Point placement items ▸
---+---

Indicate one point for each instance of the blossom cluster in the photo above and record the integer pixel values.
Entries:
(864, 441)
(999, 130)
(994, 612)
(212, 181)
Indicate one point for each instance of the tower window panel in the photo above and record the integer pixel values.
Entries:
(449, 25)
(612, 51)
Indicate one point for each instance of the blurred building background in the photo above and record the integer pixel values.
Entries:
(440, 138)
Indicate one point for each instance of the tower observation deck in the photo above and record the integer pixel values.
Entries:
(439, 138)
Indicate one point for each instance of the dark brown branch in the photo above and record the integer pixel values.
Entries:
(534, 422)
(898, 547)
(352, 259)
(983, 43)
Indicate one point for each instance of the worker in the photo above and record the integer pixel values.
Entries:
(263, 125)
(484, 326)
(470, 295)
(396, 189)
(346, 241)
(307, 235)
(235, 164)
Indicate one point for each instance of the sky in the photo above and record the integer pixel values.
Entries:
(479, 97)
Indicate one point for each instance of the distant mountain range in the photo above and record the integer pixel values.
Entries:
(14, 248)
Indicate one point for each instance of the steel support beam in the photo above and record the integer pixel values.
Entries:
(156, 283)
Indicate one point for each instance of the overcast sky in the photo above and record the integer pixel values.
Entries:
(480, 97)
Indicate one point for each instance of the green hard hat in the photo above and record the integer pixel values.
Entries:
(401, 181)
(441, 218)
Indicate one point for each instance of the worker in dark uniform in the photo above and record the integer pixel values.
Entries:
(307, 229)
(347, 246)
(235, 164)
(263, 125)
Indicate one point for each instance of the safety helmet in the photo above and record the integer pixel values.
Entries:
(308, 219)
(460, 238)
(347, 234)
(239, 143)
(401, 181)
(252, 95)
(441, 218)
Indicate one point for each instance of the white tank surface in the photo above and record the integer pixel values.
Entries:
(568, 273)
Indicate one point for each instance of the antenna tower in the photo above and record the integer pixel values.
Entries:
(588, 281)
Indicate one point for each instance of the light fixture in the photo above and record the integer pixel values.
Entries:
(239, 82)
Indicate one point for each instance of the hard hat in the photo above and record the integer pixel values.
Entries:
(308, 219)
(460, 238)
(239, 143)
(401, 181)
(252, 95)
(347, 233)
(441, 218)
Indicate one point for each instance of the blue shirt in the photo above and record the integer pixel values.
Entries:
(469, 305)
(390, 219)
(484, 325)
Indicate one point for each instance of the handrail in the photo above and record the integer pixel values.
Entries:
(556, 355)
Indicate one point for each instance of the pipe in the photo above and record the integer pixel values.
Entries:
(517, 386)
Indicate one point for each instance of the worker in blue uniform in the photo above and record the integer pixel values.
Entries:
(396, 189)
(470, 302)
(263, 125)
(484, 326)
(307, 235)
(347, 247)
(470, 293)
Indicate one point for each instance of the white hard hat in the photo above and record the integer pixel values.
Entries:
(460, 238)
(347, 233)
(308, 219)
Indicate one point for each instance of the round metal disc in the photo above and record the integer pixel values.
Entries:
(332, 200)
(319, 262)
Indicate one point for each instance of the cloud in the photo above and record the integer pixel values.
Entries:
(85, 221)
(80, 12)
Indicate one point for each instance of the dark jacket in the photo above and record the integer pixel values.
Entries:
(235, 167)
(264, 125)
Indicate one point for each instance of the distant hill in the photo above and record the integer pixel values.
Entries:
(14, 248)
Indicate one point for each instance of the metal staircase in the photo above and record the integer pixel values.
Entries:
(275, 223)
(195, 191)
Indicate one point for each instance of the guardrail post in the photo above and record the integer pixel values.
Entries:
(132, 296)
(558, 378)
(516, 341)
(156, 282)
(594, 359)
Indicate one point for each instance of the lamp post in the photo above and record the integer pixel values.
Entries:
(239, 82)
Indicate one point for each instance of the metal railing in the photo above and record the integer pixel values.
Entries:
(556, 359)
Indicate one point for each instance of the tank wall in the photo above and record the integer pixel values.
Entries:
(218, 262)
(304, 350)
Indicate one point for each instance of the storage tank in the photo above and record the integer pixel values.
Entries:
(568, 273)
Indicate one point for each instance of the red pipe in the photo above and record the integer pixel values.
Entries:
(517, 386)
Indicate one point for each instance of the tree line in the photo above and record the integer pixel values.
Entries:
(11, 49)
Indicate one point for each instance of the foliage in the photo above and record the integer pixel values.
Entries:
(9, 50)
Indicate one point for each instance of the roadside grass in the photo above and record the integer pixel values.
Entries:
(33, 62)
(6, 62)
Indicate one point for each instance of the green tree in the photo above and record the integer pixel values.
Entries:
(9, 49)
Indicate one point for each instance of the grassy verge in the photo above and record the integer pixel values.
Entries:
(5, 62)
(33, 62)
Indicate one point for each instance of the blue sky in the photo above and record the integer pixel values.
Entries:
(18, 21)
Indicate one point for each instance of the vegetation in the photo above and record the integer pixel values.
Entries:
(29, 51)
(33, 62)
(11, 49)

---+---

PROMPT ▸ Rewrite every line of the items above as a numbered list, omitting any blank lines.

OUTPUT OF THE TASK ▸
1. Indicate one point for each instance of the blossom cluster in the photo above and record the integer pixel values.
2. Entries:
3. (864, 441)
4. (999, 130)
5. (994, 612)
6. (212, 181)
7. Indicate one point for each instance of the tower window panel in the photo above and record the integer pixel values.
8. Entries:
9. (449, 25)
10. (612, 51)
11. Indicate one point for each instance of the blurred building background in the photo above and record the integer pixel values.
12. Entries:
13. (440, 138)
14. Indicate one point for each instance of the tower observation deck in the photo above and record the integer pixel values.
15. Entries:
16. (439, 138)
17. Indicate one point for each instance of the dark brown branch in the photo above and record the integer pixel values.
18. Entries:
19. (534, 422)
20. (898, 547)
21. (352, 259)
22. (983, 43)
23. Indicate one point for each instance of the worker in the photo above and record the integer pixel values.
24. Entries:
25. (263, 125)
26. (484, 326)
27. (470, 295)
28. (396, 189)
29. (346, 241)
30. (307, 235)
31. (235, 164)
32. Indicate one point for each instance of the sky in the photo above and record the integer pixel values.
33. Entries:
34. (479, 97)
35. Indicate one point for each instance of the distant mountain range in the photo above and record the integer pixel values.
36. Entries:
37. (14, 248)
38. Indicate one point for each instance of the steel support beam in the photo above and record the integer pixel values.
39. Entries:
40. (156, 283)
41. Indicate one point for each instance of the overcast sky in the photo above and record the integer pixel values.
42. Entries:
43. (480, 97)
44. Indicate one point for each instance of the green hard hat in the photo above and record the integer pixel values.
45. Entries:
46. (401, 181)
47. (441, 218)
48. Indicate one point for each instance of the worker in dark uniform in the photo above and record the integer pixel values.
49. Entries:
50. (307, 229)
51. (347, 246)
52. (235, 164)
53. (263, 125)
54. Indicate one point for each instance of the safety helmet in the photo above and record the integer pixel values.
55. Entries:
56. (308, 219)
57. (460, 238)
58. (347, 234)
59. (239, 143)
60. (401, 181)
61. (252, 95)
62. (441, 218)
63. Indicate one point for each instance of the white tank surface in the photo above and record the integer pixel values.
64. Entries:
65. (568, 273)
66. Indicate one point for each instance of the antenna tower in the photo above and record the integer pixel values.
67. Entries:
68. (588, 281)
69. Indicate one point for each instance of the light fixture in the photo above and record the integer pixel values.
70. Entries:
71. (239, 82)
72. Indicate one point for each instance of the hard hat in the photo above and record the integer pixel values.
73. Entries:
74. (308, 219)
75. (460, 238)
76. (239, 143)
77. (401, 181)
78. (252, 95)
79. (347, 233)
80. (441, 218)
81. Indicate one point for each instance of the blue shirt in the photo above and record the integer pixel values.
82. Entries:
83. (469, 305)
84. (390, 219)
85. (484, 325)
86. Indicate one point for each instance of the handrail in the photo above and record the integer pixel values.
87. Entries:
88. (556, 355)
89. Indicate one point for each instance of the pipe in the photo above and record the integer pixel values.
90. Entries:
91. (517, 386)
92. Indicate one point for each instance of the worker in blue uniform in the photo above and record the integer pixel values.
93. Entries:
94. (396, 189)
95. (470, 302)
96. (263, 125)
97. (484, 326)
98. (307, 235)
99. (347, 247)
100. (470, 293)
101. Indicate one point for each instance of the white hard hat in the photo above and record the integer pixel values.
102. Entries:
103. (460, 238)
104. (347, 233)
105. (308, 219)
106. Indicate one point for each instance of the round metal disc in the photo above and record the integer pixel values.
107. Entries:
108. (332, 200)
109. (319, 262)
110. Indicate one point for each instance of the cloud in the photo above and record the integer pixel values.
111. Entries:
112. (85, 221)
113. (80, 12)
114. Indicate one point for each instance of the dark jacket in the photo above and record the integer pixel values.
115. Entries:
116. (235, 167)
117. (264, 125)
118. Indicate one point for each instance of the distant hill in the photo above and record the integer pixel values.
119. Entries:
120. (14, 248)
121. Indicate one point for each instance of the metal staircase in the photo above and record the integer pixel values.
122. Entries:
123. (275, 223)
124. (195, 191)
125. Indicate one point for each instance of the guardrail post in the photo above and record the integer pixel values.
126. Entries:
127. (132, 296)
128. (558, 378)
129. (516, 341)
130. (156, 282)
131. (594, 359)
132. Indicate one point for each instance of the lamp post in the photo above and record the integer pixel values.
133. Entries:
134. (239, 82)
135. Indicate one point for each instance of the metal railing in the photo above and record the integer pixel values.
136. Entries:
137. (556, 359)
138. Indicate one point for each instance of the tank wall in the photo above and record the integer pixel values.
139. Entries:
140. (218, 262)
141. (304, 350)
142. Indicate one point for each instance of the storage tank in the photo above and record the integer pixel values.
143. Entries:
144. (568, 273)
145. Indicate one point for each instance of the red pipe in the photo above and record the integer pixel values.
146. Entries:
147. (517, 386)
148. Indicate one point for each instance of the tree line in the photo above and record the integer pixel values.
149. Entries:
150. (11, 49)
151. Indicate one point for each instance of the foliage in the photo above and record the integer pixel values.
152. Entries:
153. (9, 50)
154. Indicate one point for each instance of the roadside grass in the photo above and record the integer pixel values.
155. Entries:
156. (33, 62)
157. (6, 62)
158. Indicate one point for each instance of the green tree in the photo above and record the integer pixel values.
159. Entries:
160. (9, 49)
161. Indicate one point for each instance of the grassy verge in the photo above and record the integer pixel values.
162. Entries:
163. (5, 62)
164. (33, 62)
165. Indicate one point for each instance of the blue sky in the photo above and record the integer pixel values.
166. Entries:
167. (18, 21)
168. Indicate one point for each instance of the vegetation in the photo above and record the integer pixel values.
169. Entries:
170. (29, 51)
171. (33, 62)
172. (11, 49)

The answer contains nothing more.